▶ **Exercise directions**: Reproduce every one of the following rows verbatim, without altering any character.

▶ **Data provided**:
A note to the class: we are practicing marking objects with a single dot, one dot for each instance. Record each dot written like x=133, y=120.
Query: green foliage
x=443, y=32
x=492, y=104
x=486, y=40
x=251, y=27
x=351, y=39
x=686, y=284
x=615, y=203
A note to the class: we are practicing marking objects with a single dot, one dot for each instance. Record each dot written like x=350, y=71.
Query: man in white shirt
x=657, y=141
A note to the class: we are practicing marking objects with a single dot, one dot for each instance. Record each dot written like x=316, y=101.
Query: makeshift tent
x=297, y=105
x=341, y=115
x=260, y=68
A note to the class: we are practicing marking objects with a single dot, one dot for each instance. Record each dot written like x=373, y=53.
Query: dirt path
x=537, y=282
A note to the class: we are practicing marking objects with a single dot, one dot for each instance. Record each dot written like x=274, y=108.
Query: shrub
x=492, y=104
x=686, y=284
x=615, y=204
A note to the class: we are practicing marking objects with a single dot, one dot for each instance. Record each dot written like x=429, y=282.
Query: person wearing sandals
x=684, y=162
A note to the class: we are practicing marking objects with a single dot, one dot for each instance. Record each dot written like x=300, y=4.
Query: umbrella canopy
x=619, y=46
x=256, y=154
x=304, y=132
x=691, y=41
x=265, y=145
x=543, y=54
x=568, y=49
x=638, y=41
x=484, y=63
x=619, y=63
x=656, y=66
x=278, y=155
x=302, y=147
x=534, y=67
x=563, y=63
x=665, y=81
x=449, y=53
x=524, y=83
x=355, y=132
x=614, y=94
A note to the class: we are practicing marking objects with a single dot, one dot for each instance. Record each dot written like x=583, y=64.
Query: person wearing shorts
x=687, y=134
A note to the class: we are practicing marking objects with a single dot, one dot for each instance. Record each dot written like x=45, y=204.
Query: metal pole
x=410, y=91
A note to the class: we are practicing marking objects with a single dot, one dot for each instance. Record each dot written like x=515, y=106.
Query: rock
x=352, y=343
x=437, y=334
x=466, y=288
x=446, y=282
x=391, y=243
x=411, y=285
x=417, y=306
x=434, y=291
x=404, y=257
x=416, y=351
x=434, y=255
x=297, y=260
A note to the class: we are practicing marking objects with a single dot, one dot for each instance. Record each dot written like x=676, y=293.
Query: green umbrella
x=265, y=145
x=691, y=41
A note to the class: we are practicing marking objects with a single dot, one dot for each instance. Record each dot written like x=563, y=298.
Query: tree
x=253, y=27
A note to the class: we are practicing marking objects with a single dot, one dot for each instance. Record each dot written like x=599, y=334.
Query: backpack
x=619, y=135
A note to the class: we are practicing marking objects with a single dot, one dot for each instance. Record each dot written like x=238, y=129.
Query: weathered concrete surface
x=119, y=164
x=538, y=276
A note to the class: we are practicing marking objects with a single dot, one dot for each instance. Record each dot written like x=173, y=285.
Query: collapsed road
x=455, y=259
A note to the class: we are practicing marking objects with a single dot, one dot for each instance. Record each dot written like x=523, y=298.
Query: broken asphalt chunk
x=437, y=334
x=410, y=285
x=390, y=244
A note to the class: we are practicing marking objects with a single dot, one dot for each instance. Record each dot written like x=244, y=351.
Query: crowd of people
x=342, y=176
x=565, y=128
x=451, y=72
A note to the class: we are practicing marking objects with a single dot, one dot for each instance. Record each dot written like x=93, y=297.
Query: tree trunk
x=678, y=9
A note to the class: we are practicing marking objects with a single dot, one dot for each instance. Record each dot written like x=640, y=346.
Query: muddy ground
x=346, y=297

▶ **Answer in full**:
A note to the class: we are practicing marking objects with a single dot, one dot for each instance. Record each dot written like x=133, y=120.
Query: green foliage
x=443, y=32
x=492, y=104
x=486, y=40
x=251, y=27
x=351, y=39
x=686, y=284
x=615, y=203
A note to the class: we are practicing marking objects with a single dot, one dot for each instance. Record each dot written like x=350, y=71.
Query: man in white shirt
x=657, y=141
A note to the class: we are practicing marking objects with a single dot, one dot for each instance. Record each dot written like x=316, y=101.
Query: makeshift tent
x=297, y=105
x=341, y=115
x=260, y=68
A note to the class: we are practicing marking objects with a single dot, one dot for each instance. Record each dot written like x=373, y=53.
Query: dirt path
x=537, y=282
A note to the class: we are practicing marking objects with a single dot, one dot for each instance. Record each dot written like x=274, y=108.
Query: shrub
x=492, y=104
x=686, y=284
x=615, y=204
A note to the class: we are practicing marking objects with a single dot, one dot for each instance. Record each dot written like x=429, y=282.
Query: person wearing sandals
x=684, y=162
A note to the class: we are practicing marking objects with a single dot, one dot for each instance. Record each dot written like x=300, y=4.
Query: umbrella canopy
x=619, y=46
x=256, y=154
x=304, y=132
x=691, y=41
x=265, y=145
x=543, y=54
x=568, y=49
x=638, y=41
x=484, y=63
x=619, y=63
x=656, y=66
x=278, y=155
x=302, y=147
x=534, y=67
x=563, y=63
x=665, y=81
x=449, y=53
x=524, y=83
x=355, y=132
x=614, y=94
A note to the class: we are practicing marking objects with a single dot, one dot for each instance. Record each dot written like x=583, y=64.
Query: person wearing shorts
x=687, y=134
A note to the class: we are practicing marking objects with a single dot, one dot for each instance. Record each dot written like x=45, y=204.
Query: metal pole
x=410, y=91
A note to the class: we are practicing marking objects with a single dot, one dot for each instance. Record each dot written like x=515, y=106.
Query: rock
x=352, y=343
x=437, y=334
x=466, y=288
x=446, y=282
x=391, y=243
x=411, y=285
x=417, y=306
x=434, y=291
x=404, y=257
x=416, y=351
x=434, y=255
x=297, y=260
A note to the class: we are practicing marking objects with a single dot, one dot for each instance. Record each dot written like x=676, y=293.
Query: green umbrella
x=265, y=145
x=691, y=41
A note to the class: we are practicing marking objects with a single dot, one dot for each instance. Record each dot written like x=563, y=298.
Query: tree
x=253, y=27
A note to the class: we are practicing marking objects with a single dot, one dot for each instance. Record each dot written like x=599, y=334.
Query: backpack
x=619, y=135
A note to the class: we are practicing marking objects with a single dot, one dot for each instance. Record each dot written like x=238, y=129.
Query: weathered concrete surface
x=119, y=164
x=538, y=276
A note to the class: we are practicing marking objects with a single dot, one dot for each instance. Record each dot written like x=173, y=285.
Query: collapsed road
x=455, y=259
A note to the class: we are practicing marking objects with a single dot, one dot for each instance. Record each dot written like x=523, y=298.
Query: broken asphalt chunk
x=437, y=334
x=410, y=285
x=390, y=244
A note to the class: we are practicing marking objects with a single dot, one dot for each instance. Record each dot written like x=244, y=351.
Query: crowd of people
x=342, y=176
x=565, y=128
x=451, y=72
A note to the class: we are practicing marking objects with a single dot, one dot for each instance. Record each dot written like x=93, y=297.
Query: tree trunk
x=678, y=9
A note to the class: we are practicing marking objects with a single dot, one dot for each instance. Record each dot written like x=640, y=346.
Query: muddy ground
x=346, y=297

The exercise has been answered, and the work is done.